### EXERCISE INSTRUCTIONS
Reproduce every one of the entries below character for character.

[Shape boundary entries]
= = =

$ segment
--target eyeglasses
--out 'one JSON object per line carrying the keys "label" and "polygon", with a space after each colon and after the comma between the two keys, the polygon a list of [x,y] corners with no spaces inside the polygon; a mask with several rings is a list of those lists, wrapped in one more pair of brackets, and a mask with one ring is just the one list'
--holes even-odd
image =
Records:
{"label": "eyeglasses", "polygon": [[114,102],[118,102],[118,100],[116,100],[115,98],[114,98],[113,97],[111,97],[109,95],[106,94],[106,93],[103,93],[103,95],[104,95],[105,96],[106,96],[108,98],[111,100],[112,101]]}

= = =

### IN RESPONSE
$ segment
--target eyeglasses
--out 'one JSON object per line carrying the keys "label" and "polygon", with a space after each colon and after the comma between the two keys, the polygon a list of [x,y] corners with no spaces inside the polygon; a mask with several rings is a list of those lists, wrapped in one more pair of brackets, and a mask with one ring is just the one list'
--holes even-odd
image =
Records:
{"label": "eyeglasses", "polygon": [[114,102],[118,102],[118,100],[116,100],[115,98],[114,98],[113,97],[111,97],[109,95],[106,94],[106,93],[103,93],[103,95],[104,95],[105,96],[106,96],[108,98],[111,100],[112,101]]}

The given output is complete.